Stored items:
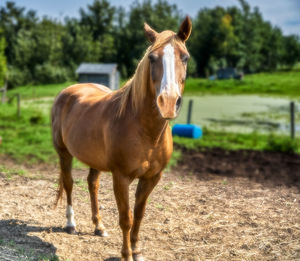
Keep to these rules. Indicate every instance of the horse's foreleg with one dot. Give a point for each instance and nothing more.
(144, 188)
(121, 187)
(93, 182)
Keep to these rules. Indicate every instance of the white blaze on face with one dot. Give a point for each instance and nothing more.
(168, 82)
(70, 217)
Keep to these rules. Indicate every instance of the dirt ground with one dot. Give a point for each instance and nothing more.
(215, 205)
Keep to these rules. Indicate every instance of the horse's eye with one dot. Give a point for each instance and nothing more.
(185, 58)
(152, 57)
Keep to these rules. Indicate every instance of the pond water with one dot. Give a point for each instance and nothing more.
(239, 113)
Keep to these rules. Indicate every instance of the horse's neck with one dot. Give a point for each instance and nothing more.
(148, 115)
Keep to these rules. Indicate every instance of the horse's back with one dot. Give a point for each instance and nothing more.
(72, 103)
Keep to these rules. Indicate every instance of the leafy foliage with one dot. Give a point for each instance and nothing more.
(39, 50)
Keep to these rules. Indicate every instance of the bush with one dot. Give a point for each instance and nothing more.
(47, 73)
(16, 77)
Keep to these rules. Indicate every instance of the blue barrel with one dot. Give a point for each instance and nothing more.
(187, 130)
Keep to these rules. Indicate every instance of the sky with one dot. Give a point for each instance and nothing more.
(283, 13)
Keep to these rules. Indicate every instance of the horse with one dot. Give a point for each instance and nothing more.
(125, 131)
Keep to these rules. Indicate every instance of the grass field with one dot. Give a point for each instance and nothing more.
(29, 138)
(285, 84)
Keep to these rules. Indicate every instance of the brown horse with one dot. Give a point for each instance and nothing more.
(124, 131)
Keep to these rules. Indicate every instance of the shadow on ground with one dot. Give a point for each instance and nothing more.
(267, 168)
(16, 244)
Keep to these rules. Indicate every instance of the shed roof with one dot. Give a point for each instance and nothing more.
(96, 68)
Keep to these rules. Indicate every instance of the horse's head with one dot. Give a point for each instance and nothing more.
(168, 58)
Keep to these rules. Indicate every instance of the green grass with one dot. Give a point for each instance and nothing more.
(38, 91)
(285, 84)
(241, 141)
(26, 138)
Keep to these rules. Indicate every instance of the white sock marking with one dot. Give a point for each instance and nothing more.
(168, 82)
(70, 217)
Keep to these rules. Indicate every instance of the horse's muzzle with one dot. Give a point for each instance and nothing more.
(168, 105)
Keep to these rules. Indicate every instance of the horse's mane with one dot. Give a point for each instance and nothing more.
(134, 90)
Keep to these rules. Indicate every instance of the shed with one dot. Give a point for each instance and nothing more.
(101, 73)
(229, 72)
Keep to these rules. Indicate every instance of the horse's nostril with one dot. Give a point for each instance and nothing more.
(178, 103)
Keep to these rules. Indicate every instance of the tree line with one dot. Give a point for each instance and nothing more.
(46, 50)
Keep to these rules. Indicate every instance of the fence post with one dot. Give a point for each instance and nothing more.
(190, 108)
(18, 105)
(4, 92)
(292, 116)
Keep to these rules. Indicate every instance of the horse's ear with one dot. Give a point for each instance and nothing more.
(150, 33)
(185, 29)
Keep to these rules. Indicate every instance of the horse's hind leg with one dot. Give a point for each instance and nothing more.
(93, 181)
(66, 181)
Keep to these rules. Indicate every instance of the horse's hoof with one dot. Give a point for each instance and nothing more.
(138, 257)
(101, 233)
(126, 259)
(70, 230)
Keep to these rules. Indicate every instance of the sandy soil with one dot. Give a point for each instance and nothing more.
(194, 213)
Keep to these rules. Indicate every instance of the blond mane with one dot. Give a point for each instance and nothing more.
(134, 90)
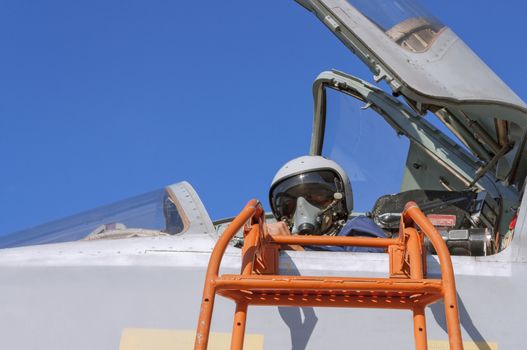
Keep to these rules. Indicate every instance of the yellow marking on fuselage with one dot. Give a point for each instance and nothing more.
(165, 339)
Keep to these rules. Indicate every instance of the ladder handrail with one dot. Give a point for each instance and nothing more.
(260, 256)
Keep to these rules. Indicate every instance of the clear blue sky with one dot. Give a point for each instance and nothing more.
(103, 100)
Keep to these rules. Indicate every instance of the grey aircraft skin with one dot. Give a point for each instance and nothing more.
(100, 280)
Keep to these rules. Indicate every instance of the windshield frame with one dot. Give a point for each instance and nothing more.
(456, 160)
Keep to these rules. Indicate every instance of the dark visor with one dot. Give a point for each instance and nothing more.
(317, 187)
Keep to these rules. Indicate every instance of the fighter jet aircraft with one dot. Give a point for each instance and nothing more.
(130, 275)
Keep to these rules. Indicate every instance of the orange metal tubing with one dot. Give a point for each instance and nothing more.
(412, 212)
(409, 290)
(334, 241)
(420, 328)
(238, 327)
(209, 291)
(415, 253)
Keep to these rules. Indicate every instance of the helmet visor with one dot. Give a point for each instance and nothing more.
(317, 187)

Goal of the exercise: Leave out the pictures, then copy all the remaining text in the records exactly.

Worked solution:
Keep to these rules. Indicate every instance of the horse's foreleg with one dot. Give a point for each instance and nothing more.
(144, 188)
(121, 187)
(93, 182)
Keep to these rules. Indicate every instance of the white blaze on face with one dot. Give a point for each instance and nothing more.
(168, 82)
(70, 217)
Keep to these rules. Indicate every instance of the dirt ground with one dot. Give a point for each instance and nothing more.
(215, 205)
Keep to these rules. Indicate every instance of the horse's eye with one dot. Give a point for each instance and nothing more.
(185, 58)
(152, 57)
Keep to these rules. Indicate every instance of the pond water with one dot. Give a point for each instance and nothing more.
(239, 113)
Keep to these rules. Indicate every instance of the horse's neck with one dot. Give a point for each instance and nothing more.
(148, 115)
Keep to these rules. Indicate every instance of the horse's back with one dot. Give a point for each instance and nothing more.
(72, 103)
Keep to these rules. Indicate every instance of the leafy foliage with one dot. Give a point for each instance and nothing more.
(39, 50)
Keep to these rules. Indicate every instance of the bush with one dot. Give a point for each instance and nothing more.
(47, 73)
(16, 77)
Keep to these rules. Indicate every instance of the blue barrel with one dot. Give a point for each instance and nothing more.
(187, 130)
Keep to these rules. Indicate every instance of the sky with one dot. Give a point for each instance and nothing more.
(283, 13)
Keep to these rules. Indicate every instance of the horse with one dot. Give a point for each instance and nothing more.
(125, 131)
Keep to these rules. Indicate every instance of the grass field with one dot. Give a point for each instance and nothing more.
(29, 138)
(285, 84)
Keep to these rules. Indicate every instance of the brown horse with one dot. Give a point for each instance and nothing more.
(124, 131)
Keep to these rules. Indicate every instance of the shadow on ground with one dot. Give a point for each instance and nothing more.
(267, 168)
(16, 244)
Keep to these rules. Indicate every instance of the shed roof with one dot. Give a point for each instance and nothing more.
(96, 68)
Keep to these rules. Indicate every instance of the horse's head with one dot. Give a point for each instance and nothing more.
(168, 58)
Keep to these rules. Indicate every instance of the green grass with one dot. Give a point for each instance and nothing more.
(38, 91)
(285, 84)
(241, 141)
(26, 138)
Keep to these rules. Indicate every instance of the white sock marking with one dot. Give a point for each instance and nothing more.
(168, 82)
(70, 217)
Keep to these rules. Indicate every instance of the horse's muzzle with one dot. Give a point for each instance and nothing more.
(168, 105)
Keep to these rules. Indicate every instance of the horse's mane with one dot. Give a point for each instance and nothing more.
(134, 90)
Keep to these rules. Indicate every instance of the shed with one dot. Give a point for each instance and nothing more.
(101, 73)
(229, 72)
Keep to these rules. Indicate every instance of the horse's nostril with one dot. Give a point for each instance and nothing more.
(178, 103)
Keep to these rules. Indicate every instance of the tree line with one dot. Give a point for each instance and nothing more.
(46, 50)
Keep to these rules. Indicate every instance of the fence post with one dot. Give a point for each instance and nothing more.
(190, 108)
(18, 105)
(4, 92)
(292, 116)
Keep to these rules. Indicate every instance of the horse's ear with one dot. Give a point for each instance and nothing more.
(150, 33)
(185, 29)
Keep to these rules. Indicate every instance of the horse's hind leg with one dot. Give a point for each instance and nothing more.
(93, 181)
(66, 181)
Keep to these rules. Indicate every instance of the horse's hoof with one dot. Give a point for each instance and nothing more.
(138, 257)
(101, 233)
(126, 259)
(70, 230)
Keep to these rules. Indicate every instance of the sandy soil with one dot. Give a point for each instance and nothing more.
(194, 213)
Keep to these rules. Indicate every instance of the blond mane with one dot. Give a point for each instance and nothing more.
(134, 90)
Keep to these rules. Indicate every instance of the yellow marking on fuselage with one dot. Give a point for each instance and nothing more.
(165, 339)
Keep to these rules. Indicate every instance of the ladder handrail with one dot. Give a point for each instance and nothing more.
(260, 256)
Keep to these rules. Indicate every instance of the clear blue sky with one dot. Give a point for each instance and nothing more.
(103, 100)
Keep to these rules. Indicate every instance of the grey aircraft skin with one dot. Give a point for each instance and nothing more.
(100, 280)
Keep to these rules. Indicate every instance of the windshield frame with one dot. Give a point for each instance and nothing more.
(456, 160)
Keep to these rules. Indicate every instance of the dark visor with one dot. Give a point for each instance and nothing more.
(317, 187)
Keep to these rules. Indicate every instance of the fighter jet aircraft with one dot. Give a point for each instance and nothing more.
(130, 275)
Keep to these rules. Indicate every instance of the orange metal tubing with one dot. Give a point for each instance and nothing more.
(412, 212)
(409, 290)
(334, 241)
(420, 328)
(238, 327)
(209, 291)
(415, 253)
Keep to these rules. Indicate every instance of the helmet visor with one dot. Give a point for each instance and nothing more.
(317, 187)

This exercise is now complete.